═════ TEXTE FOURNI ═════
Mon Dieu, comment suis-je tombée si bas ?

Pesante Vertu.

Ce qui est très bien avec le cinéma italien de l’époque, c’est qu’il pratique avec une délectation joyeuse ce qu’on pourrait appeler la transgression. S’appuyant sur une réalité sociétale extrêmement figée, sur le poids des traditions, l’importance de la virginité des jeunes épousées, la crainte des hommes de perdre la face, la parallèle obsession de la virilité triomphante et de la pudeur exigée, il n’est que plus à l’aise pour en montrer les craquements. Qu’on veuille bien ne pas me rappeler que l’action de Mon Dieu, comment suis-je tombée si bas ? se situe entre 1908 et 1920 et que Luigi Comencini l’a tourné en 1974 : je le sais bien, mais je doute que, surtout dans le Sud italien, en Sicile où l’histoire se déroule, les choses avaient alors tellement changé. C’est sûrement différent aujourd’hui. Quoique…

Le film trouve sa base dans une certaine salacité, celle des récits paillards et souvent débridés du Décaméron de Boccace dont Pasolini mettra en scène quelques uns ; il est d’ailleurs fait explicitement mention du conteur de la Renaissance à un moment donné, celui où Ruggero (Ugo Pagliai), le père putatif de la belle Eugenia de Maqueda (Laura Antonelli), émasculé lors de la ridicule guerre d’Abyssinie en 1886, lorsque l’Italie tentait de se tailler un bout d’empire colonial, se fait substituer par son serviteur Corrao dans le lit conjugal. Et ceci afin, à toute force, d’avoir une descendance et d’hériter de la grande fortune familiale.

De façon aussi habile que graveleuse, le scénario se développe autour d’une de ces situations improbables qui font tout le charme du genre : la belle aristocrate Eugenia épouse le beau et riche et aimé par elle – mais plébéien – Raimondo Corrao (Alberto Lionello), fils de son géniteur, qui est lui-même fils adultérin non pas de Corrao, mais du marquis Ruggero de Maqueda, qui était allé buissonner et trousser la servante avant d’être privé de sa virilité.
═════
Indiquez en quelle année Luigi Comencini a tourné le film dont parle le texte ci-dessus.
═════ LIGNES FOURNIES ═════
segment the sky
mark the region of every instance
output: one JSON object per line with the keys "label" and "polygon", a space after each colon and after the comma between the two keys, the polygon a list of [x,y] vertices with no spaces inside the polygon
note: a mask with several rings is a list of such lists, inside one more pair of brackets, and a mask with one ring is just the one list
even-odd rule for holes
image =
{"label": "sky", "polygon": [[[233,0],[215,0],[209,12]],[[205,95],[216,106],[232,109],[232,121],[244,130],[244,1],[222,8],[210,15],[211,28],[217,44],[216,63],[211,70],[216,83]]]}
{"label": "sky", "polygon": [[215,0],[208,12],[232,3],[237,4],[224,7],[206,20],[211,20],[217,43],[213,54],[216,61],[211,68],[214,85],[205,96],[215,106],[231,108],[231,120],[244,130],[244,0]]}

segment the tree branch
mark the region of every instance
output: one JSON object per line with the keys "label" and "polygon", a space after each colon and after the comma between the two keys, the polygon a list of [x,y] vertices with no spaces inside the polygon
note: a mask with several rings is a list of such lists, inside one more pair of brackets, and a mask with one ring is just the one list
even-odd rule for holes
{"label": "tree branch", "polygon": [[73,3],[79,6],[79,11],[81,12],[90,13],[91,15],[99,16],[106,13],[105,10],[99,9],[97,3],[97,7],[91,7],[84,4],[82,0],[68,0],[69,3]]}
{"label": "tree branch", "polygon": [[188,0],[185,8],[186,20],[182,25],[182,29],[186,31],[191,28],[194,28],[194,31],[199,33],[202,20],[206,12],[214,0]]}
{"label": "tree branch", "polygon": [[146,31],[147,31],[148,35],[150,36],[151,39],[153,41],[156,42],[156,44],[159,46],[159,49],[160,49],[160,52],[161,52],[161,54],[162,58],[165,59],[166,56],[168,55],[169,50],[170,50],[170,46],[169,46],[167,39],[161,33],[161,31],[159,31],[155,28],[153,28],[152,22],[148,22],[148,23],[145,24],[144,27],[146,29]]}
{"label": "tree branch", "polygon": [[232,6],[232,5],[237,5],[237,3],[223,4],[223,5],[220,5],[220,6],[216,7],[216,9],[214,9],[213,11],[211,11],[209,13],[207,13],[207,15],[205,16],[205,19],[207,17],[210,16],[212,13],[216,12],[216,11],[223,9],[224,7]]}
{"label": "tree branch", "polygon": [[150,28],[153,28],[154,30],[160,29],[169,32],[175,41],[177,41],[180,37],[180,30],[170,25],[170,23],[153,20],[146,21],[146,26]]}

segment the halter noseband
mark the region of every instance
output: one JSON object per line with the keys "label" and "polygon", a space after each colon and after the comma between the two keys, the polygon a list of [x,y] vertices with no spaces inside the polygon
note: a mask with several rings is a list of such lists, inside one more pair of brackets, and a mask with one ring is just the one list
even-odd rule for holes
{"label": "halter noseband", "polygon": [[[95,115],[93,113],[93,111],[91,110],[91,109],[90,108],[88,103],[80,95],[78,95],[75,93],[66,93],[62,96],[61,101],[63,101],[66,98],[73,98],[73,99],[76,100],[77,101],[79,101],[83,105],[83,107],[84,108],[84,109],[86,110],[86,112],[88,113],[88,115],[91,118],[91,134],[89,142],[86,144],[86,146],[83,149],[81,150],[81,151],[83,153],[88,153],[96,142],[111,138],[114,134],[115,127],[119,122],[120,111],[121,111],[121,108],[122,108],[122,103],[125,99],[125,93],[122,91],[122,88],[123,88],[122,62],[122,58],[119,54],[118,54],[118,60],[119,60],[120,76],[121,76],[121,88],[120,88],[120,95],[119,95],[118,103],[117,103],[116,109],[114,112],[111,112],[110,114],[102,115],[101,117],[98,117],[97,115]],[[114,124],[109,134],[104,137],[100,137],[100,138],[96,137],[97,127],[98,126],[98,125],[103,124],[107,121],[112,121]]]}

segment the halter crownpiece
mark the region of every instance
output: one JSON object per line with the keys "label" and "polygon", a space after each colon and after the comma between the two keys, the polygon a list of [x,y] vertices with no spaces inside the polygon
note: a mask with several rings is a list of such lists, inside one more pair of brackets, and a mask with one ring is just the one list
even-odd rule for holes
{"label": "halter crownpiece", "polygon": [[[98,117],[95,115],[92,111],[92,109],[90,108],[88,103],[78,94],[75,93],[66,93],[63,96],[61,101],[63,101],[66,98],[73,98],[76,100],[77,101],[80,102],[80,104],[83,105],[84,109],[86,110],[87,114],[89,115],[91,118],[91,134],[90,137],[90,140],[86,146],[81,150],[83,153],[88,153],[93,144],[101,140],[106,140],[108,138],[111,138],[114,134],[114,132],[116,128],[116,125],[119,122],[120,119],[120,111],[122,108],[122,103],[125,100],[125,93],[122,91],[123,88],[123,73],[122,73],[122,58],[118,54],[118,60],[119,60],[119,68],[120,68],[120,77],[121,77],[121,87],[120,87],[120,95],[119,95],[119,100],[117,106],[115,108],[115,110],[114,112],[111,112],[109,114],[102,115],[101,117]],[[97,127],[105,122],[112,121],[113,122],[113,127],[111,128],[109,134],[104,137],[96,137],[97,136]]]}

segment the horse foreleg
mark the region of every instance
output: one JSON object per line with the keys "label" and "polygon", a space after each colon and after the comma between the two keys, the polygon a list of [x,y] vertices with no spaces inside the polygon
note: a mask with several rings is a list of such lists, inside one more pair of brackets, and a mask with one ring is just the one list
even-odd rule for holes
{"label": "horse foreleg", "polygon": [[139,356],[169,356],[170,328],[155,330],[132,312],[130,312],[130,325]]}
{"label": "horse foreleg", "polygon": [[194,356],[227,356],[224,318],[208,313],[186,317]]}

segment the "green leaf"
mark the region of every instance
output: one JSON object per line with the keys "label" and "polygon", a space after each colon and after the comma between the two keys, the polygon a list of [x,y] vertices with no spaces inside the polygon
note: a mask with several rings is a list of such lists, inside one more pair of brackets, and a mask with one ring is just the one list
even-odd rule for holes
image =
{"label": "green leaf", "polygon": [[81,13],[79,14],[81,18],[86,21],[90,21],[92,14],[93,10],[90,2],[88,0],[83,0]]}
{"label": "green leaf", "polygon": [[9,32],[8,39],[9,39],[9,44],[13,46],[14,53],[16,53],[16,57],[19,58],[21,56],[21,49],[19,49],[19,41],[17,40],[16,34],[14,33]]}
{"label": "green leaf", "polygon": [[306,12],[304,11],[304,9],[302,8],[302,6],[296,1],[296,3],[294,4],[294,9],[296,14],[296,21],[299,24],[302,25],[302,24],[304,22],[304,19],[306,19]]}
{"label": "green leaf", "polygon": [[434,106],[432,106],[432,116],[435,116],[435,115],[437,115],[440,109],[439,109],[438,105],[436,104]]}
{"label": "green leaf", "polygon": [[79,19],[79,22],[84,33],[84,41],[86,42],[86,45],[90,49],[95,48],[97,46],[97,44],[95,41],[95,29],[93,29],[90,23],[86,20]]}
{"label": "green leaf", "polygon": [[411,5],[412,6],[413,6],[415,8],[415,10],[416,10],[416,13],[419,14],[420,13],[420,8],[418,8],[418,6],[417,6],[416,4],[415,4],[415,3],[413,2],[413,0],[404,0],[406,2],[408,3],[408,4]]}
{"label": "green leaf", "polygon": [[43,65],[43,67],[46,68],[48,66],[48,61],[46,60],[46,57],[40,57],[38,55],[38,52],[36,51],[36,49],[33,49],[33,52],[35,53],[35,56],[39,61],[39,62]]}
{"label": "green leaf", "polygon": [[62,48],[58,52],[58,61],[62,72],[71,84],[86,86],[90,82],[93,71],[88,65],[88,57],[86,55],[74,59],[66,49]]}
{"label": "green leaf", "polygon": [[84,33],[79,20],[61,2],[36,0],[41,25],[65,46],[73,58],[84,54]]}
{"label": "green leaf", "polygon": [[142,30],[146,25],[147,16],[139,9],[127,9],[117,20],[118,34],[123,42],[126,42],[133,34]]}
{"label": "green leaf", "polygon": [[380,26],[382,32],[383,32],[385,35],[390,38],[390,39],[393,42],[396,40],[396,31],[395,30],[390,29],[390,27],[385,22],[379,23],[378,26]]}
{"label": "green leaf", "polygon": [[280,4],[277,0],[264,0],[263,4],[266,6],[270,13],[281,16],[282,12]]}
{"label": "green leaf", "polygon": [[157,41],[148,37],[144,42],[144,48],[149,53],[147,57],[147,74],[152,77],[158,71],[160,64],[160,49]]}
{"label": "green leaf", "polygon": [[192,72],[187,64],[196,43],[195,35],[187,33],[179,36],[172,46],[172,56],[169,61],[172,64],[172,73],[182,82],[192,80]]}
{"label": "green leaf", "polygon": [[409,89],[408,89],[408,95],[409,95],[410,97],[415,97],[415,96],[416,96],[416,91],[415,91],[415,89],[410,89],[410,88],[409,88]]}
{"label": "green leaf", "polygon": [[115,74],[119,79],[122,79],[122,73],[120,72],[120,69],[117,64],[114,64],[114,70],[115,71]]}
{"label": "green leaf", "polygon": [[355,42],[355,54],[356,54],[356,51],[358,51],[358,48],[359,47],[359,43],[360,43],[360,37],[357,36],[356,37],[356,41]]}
═════
[RÉPONSE] En 1974.